▸ Task to carry out
Edit every item below so that "annotate a single point" becomes "mark one point" wherever it occurs, keeping all other wording the same. Omit the pictures from your answer.

Object point labels:

--- begin ---

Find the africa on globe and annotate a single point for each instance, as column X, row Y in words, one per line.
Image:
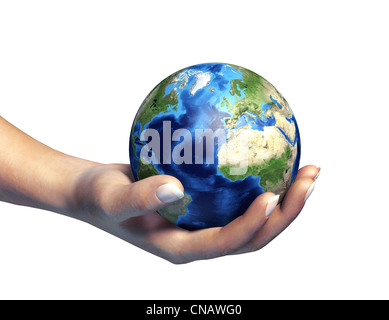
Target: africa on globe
column 225, row 132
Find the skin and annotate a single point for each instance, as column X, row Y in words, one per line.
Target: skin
column 106, row 196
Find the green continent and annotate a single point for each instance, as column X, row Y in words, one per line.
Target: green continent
column 157, row 102
column 146, row 170
column 271, row 171
column 178, row 208
column 255, row 89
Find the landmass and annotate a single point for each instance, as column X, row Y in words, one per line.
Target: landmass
column 266, row 154
column 178, row 208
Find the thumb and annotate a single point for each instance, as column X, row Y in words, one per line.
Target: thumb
column 145, row 196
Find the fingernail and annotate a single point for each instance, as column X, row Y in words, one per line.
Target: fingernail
column 310, row 190
column 168, row 193
column 271, row 205
column 318, row 174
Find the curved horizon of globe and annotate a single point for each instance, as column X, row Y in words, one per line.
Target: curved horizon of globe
column 219, row 96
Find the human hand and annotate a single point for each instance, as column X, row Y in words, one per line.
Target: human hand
column 107, row 197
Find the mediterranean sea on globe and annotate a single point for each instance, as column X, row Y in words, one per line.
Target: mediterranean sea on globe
column 225, row 132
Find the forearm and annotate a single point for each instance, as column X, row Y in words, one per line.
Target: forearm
column 34, row 174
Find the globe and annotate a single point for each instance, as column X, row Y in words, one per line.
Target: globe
column 225, row 132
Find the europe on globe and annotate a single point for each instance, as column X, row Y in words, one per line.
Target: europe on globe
column 225, row 132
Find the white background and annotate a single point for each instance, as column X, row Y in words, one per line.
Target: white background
column 72, row 75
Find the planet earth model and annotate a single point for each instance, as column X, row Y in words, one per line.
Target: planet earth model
column 225, row 132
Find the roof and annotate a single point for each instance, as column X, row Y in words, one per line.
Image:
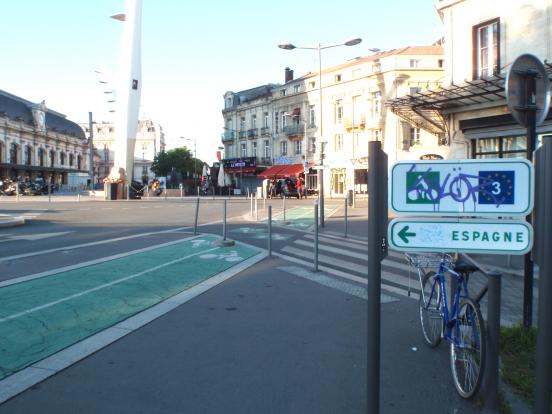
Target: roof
column 282, row 171
column 15, row 107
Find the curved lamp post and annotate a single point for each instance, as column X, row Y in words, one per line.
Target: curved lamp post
column 321, row 141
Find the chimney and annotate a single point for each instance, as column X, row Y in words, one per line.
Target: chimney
column 289, row 75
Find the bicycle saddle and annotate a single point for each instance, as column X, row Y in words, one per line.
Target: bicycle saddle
column 463, row 266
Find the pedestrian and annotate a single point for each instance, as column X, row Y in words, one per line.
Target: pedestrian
column 300, row 187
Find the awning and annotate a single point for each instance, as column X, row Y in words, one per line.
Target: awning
column 282, row 171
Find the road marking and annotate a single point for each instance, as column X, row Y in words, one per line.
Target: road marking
column 114, row 282
column 345, row 287
column 32, row 237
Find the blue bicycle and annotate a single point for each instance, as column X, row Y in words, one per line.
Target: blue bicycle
column 461, row 324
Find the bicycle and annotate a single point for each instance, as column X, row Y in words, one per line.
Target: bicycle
column 461, row 324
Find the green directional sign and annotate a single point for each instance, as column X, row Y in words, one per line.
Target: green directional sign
column 460, row 235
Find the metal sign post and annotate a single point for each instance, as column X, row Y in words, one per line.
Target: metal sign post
column 377, row 212
column 527, row 91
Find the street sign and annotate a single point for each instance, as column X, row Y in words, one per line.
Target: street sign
column 522, row 97
column 462, row 188
column 461, row 235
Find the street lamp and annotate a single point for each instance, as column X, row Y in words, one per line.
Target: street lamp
column 195, row 158
column 319, row 48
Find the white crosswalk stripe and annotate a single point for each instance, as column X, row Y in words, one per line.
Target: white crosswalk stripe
column 348, row 259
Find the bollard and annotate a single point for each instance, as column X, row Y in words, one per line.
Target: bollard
column 269, row 231
column 345, row 217
column 316, row 236
column 197, row 215
column 224, row 222
column 493, row 341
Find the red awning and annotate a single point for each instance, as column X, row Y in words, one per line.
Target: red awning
column 282, row 171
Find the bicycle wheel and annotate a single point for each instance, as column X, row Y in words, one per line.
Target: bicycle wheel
column 467, row 349
column 431, row 310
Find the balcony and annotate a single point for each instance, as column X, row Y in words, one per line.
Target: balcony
column 227, row 136
column 266, row 161
column 294, row 129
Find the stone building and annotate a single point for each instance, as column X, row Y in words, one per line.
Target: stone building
column 482, row 40
column 150, row 140
column 36, row 141
column 277, row 124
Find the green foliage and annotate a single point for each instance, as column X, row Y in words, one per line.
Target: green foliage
column 180, row 159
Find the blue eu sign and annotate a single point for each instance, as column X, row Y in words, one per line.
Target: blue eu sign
column 496, row 187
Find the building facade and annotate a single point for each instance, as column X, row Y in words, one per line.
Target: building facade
column 482, row 40
column 37, row 142
column 150, row 140
column 278, row 124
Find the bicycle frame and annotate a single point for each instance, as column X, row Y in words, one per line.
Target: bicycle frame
column 449, row 316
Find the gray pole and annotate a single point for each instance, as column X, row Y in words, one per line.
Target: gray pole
column 543, row 386
column 197, row 215
column 224, row 222
column 345, row 217
column 91, row 152
column 493, row 340
column 269, row 231
column 315, row 236
column 374, row 276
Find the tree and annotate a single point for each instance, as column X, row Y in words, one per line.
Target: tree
column 180, row 159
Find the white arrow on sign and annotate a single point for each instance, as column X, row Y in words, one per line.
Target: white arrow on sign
column 32, row 237
column 461, row 235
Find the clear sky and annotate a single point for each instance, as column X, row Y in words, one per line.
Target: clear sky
column 192, row 51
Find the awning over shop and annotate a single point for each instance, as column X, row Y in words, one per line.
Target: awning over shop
column 281, row 171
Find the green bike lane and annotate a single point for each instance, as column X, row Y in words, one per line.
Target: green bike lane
column 47, row 314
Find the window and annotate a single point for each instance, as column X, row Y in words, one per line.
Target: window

--- end ---

▸ Expected answer
Find the africa on globe and mark one point for each instance, as column X, row Y in words, one per line.
Image:
Target: africa on globe
column 225, row 132
Find the skin and mark one point for each instance, as column X, row Y in words, one per line.
Target: skin
column 106, row 196
Find the green continent and mark one point for each instance, as column X, row Y in words, one per line.
Target: green continent
column 157, row 102
column 146, row 170
column 271, row 171
column 178, row 208
column 255, row 89
Find the landmass and mark one point for each instance, as column X, row Y in words, one per line.
Target: landmass
column 266, row 154
column 178, row 208
Find the thumb and mark one point for each instance, as column X, row Y in words, one per line.
Target: thumb
column 145, row 196
Find the fingernail and mark one point for each instance, as column X, row Y in words, one per line.
Target: fingernail
column 310, row 190
column 168, row 193
column 271, row 205
column 318, row 174
Find the curved horizon of globe and mark one point for each instance, as column X, row Y in words, one per line.
Target: curved horizon of globe
column 219, row 96
Find the human hand and mark one point for each instance, as column X, row Y in words, one per line.
Target: human hand
column 107, row 197
Find the mediterranean sea on globe and mark one point for each instance, as column X, row Y in words, one per line.
Target: mediterranean sea on globe
column 225, row 132
Find the forearm and mark one point for each instance, as column X, row Y in words, one per line.
Target: forearm
column 34, row 174
Find the globe and mark one point for each instance, as column X, row Y in words, one per line.
Target: globe
column 225, row 132
Find the europe on globe and mark one point for each instance, as column X, row Y in words, one per line.
Target: europe on globe
column 225, row 132
Find the white background and mark one point for each instance, as column X, row Y in words, one per line.
Target: white background
column 72, row 75
Find the planet earth model and mark one point for each instance, as column X, row Y in words, one per line.
Target: planet earth model
column 225, row 132
Find the roof and mark one point for each instance, as column X, row Y in words, one per line.
Image:
Target: roof
column 282, row 171
column 15, row 107
Find the curved lamp post and mark one point for each instance, as column X, row Y in words, one per line.
Target: curved lamp post
column 321, row 141
Find the chimney and mark one point for each instance, as column X, row Y in words, one per line.
Target: chimney
column 289, row 75
Find the bicycle saddle and mark one point for each instance, as column X, row Y in words, one per line.
Target: bicycle saddle
column 463, row 266
Find the pedestrian and mark one point for each instance, as column X, row Y in words, one per line.
Target: pedestrian
column 300, row 187
Find the awning and mark one point for each instance, as column X, row Y in words, one per line.
Target: awning
column 282, row 171
Find the road marking and mark one point for each instance, as column X, row Y in words, one per line.
Target: road marking
column 114, row 282
column 345, row 287
column 32, row 237
Find the blue bicycle and mark one point for each instance, as column X, row Y in words, one per line.
Target: blue bicycle
column 461, row 324
Find the bicycle and mark one point for each instance, as column X, row Y in words, one per line.
Target: bicycle
column 461, row 324
Find the green directional sign and mark one point for each instance, as column X, row Y in words, one per line.
Target: green directional sign
column 460, row 235
Find the metal sign post and mark one point for each instance, as column X, row Y in words, one per line.
Target: metal sign post
column 377, row 212
column 527, row 91
Find the street sign and mark one point for each instance, as column X, row Y in words, one per line.
Target: street sign
column 522, row 97
column 462, row 188
column 461, row 235
Find the street lamp and mark one point for each instance, as column X, row Y in words, one per line.
Target: street lamp
column 195, row 158
column 319, row 48
Find the white crosswalk stripe and mark one point for each instance, as column X, row Y in words, one per line.
Target: white crosswalk stripe
column 348, row 259
Find the bollard and mark one point for each instance, as column X, row Y in words, one per line.
Target: bollard
column 269, row 231
column 345, row 217
column 316, row 236
column 197, row 215
column 224, row 222
column 493, row 341
Find the red awning and mark one point for each instance, as column X, row Y in words, one per line.
Target: red awning
column 282, row 171
Find the bicycle wheel and mark one point for each instance, as column X, row Y in words, one per line.
Target: bicycle wheel
column 467, row 349
column 431, row 310
Find the balcony and mark one point for each instance, as column X, row Y in words, one per line.
Target: balcony
column 227, row 136
column 266, row 161
column 294, row 129
Find the stone building and mark one point for each instance, as column X, row Y in words, one per line.
Target: stone building
column 482, row 40
column 150, row 140
column 36, row 141
column 277, row 124
Find the green foliage and mark one point for each instance, as column X, row Y in words, one per line.
Target: green foliage
column 180, row 159
Find the blue eu sign and mark one point for each instance, as column X, row Y in words, one per line.
Target: blue eu sign
column 496, row 187
Find the building facade and mark one point for each instance, as column X, row Y in words, one per line.
Target: building facade
column 482, row 40
column 37, row 142
column 150, row 140
column 278, row 124
Find the bicycle frame and mark one point for each instance, as column X, row Y in words, one per line.
Target: bicycle frame
column 449, row 316
Find the gray pole and mark one point for each instance, as column X, row Y in words, one per line.
Target: gray pole
column 543, row 386
column 197, row 215
column 224, row 222
column 345, row 217
column 91, row 152
column 493, row 340
column 269, row 231
column 315, row 236
column 374, row 276
Find the tree and mark one point for each instance, as column X, row Y in words, one per line.
Target: tree
column 180, row 159
Find the white arrow on sign and mark one point for each instance, as column X, row Y in words, one per line.
Target: white arrow on sign
column 32, row 237
column 461, row 235
Find the clear sky and mark one point for each instance, as column X, row Y in words, one per line.
Target: clear sky
column 192, row 51
Find the awning over shop and mark one point for each instance, as column X, row Y in words, one per line.
Target: awning over shop
column 281, row 171
Find the green bike lane and mark one point for each instance, as column X, row Y in words, one per line.
Target: green bike lane
column 47, row 314
Find the window and mark one point for each instance, as column X, row Y in words, one per line.
Target: window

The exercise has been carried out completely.